◆ What is expected:
An exact copy of every record is the required answer.

◆ Provided material:
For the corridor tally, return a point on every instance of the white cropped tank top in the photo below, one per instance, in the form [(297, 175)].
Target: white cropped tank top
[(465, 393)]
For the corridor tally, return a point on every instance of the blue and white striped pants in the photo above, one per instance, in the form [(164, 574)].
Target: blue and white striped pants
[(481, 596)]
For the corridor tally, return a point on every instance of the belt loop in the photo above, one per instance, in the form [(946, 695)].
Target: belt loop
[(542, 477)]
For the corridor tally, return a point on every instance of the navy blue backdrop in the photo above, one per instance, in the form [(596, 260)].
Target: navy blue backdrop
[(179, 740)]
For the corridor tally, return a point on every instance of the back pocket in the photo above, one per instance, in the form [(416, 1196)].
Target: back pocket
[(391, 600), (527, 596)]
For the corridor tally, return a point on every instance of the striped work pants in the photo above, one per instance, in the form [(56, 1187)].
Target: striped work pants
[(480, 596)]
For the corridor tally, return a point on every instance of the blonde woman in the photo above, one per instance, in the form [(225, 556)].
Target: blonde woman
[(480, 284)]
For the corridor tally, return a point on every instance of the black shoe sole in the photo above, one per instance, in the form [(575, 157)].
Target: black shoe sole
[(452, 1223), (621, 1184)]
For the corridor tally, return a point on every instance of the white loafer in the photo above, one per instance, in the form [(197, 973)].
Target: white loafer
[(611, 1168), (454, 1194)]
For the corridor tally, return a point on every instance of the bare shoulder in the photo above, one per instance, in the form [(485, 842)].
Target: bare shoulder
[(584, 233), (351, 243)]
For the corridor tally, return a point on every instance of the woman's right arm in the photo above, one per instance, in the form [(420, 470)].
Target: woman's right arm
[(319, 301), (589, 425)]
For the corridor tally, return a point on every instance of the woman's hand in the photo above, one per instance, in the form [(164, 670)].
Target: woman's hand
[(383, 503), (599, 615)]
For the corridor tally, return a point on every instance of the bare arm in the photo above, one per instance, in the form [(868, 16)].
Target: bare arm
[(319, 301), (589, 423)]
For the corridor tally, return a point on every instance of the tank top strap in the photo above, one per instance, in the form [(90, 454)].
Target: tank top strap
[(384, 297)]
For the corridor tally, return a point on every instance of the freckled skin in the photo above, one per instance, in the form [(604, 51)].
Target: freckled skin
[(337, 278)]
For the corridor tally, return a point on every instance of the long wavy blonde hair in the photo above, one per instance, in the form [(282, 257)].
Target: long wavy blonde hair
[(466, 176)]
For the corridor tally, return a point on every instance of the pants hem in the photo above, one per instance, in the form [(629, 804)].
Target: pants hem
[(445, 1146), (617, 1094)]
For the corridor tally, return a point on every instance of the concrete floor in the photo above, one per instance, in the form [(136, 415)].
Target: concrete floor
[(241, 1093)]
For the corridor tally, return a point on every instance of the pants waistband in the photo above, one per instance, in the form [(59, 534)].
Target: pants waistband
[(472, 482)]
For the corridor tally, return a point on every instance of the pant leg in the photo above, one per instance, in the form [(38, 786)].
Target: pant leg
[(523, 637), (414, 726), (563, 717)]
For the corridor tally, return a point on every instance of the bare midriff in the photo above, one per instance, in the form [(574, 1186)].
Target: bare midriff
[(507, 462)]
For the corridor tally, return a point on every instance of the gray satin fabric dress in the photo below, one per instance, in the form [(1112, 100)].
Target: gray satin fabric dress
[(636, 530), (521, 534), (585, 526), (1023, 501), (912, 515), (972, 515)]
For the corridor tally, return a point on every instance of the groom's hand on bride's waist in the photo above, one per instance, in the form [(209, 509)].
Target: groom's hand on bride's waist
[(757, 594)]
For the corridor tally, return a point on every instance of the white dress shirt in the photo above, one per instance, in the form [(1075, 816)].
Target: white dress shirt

◆ Answer:
For the corridor tally, return a point on every instance of the white cropped tank top in the photo below, one per instance, in the form [(297, 175)].
Target: white cropped tank top
[(465, 393)]
For the corridor tally, return a point on every instance of the blue and white striped pants in the photo above, one per instance, in the form [(164, 574)].
Target: blue and white striped pants
[(481, 596)]
For the corridor tally, return a point on every instance of the belt loop in the photo above, one per instance, in the form [(946, 695)].
Target: belt loop
[(542, 477)]
For the corridor tally, return a point on every instance of the navy blue backdrop in the photo above, one per instance, in the form [(596, 260)].
Target: navy blue backdrop
[(179, 740)]
For the corridor tally, return a point on every instance of the back pocket in the photo above, one per instance, in the form [(416, 1196)].
Target: back pocket
[(391, 600), (527, 596)]
For the corridor tally, return a point on every instance of the striped work pants in the photo above, one per instance, in the form [(56, 1187)].
Target: striped work pants
[(480, 596)]
For the corridor tally, return a point on every instance of the blonde woman in the photo above, one per instance, in the form [(225, 556)].
Target: blonde woman
[(480, 284)]
For the corridor tally, return a point on every instance of the black shoe sole in the photo above, one per instance, in the form [(575, 157)].
Target: black shoe sole
[(452, 1223), (621, 1184)]
For the corridor tally, return a point on every instance of the white loafer in the photo above, one per instance, in the form [(197, 973)].
Target: white loafer
[(611, 1168), (454, 1194)]
For the corridor tally, return a point on every instance of the bare shoulder in the photo above, one per instance, in the form [(485, 842)].
Target: bare shoulder
[(584, 233), (351, 243)]
For the corridor tally, return a point on every instance of the woman's right arm in the photo above, one per instance, in the form [(420, 470)].
Target: woman's right arm
[(319, 301), (589, 425)]
For the corridor tally, return a point on every instance of the woman's hand in the photo above, one per instance, in the form [(164, 670)].
Target: woman's hand
[(383, 503), (599, 615)]
For the corridor tally, return a point on every instance of the bare arm in the photo above, one per instance, in the form [(868, 16)].
Target: bare arm
[(319, 301), (589, 423)]
For the corridor tally, return a point on every instance of the tank top strap in the photo above, one per instance, in the form [(90, 454)].
Target: tank top strap
[(384, 297)]
For the corridor tally, return a point on every instance of the freckled skin in the photo above, one per instance, in the form [(604, 51)].
Target: freckled skin
[(337, 278)]
For the corridor tally, return a point on every instance of the long wavy blonde hair in the photo above, one per instance, in the form [(282, 257)].
Target: long wavy blonde hair
[(466, 176)]
For the corridor tally, return a point on every instance of the pants hem in the photo above, one per instance, in the form [(629, 804)].
Target: pants hem
[(445, 1146), (617, 1094)]
For the corridor tally, return a point on every instance of the concrete floor in the photo above, one per instance, in the form [(136, 415)].
Target: concrete floor
[(241, 1093)]
For the corridor tally, return a point on every instance of the pants waistband in the photo above, one per instance, in the form [(59, 534)].
Target: pants waistband
[(472, 482)]
For the corridor tally, return a point on every instance of the pant leg in the photo above, one per instance, in the form [(38, 786)].
Target: pant leg
[(523, 637), (414, 726), (563, 717)]
For the corridor tally, return a point on every instance of the bare midriff in the photo above, one per instance, in the form [(574, 1186)].
Target: bare midriff
[(507, 462)]
For the corridor tally, return a point on every instance of the gray satin fabric dress in the photo below, one per instance, in the form [(1112, 100)].
Target: gray satin fabric dress
[(636, 530), (521, 534), (585, 526), (1023, 501), (912, 515), (972, 515)]
For the corridor tally, return a point on every instance of the groom's hand on bride's waist in the photo above, one per instance, in the form [(209, 509)].
Target: groom's hand on bride's waist
[(757, 594)]
For the corridor tally, return a point on every instance of the white dress shirt in the photo above, one per instance, in the form [(1075, 816)].
Target: white dress shirt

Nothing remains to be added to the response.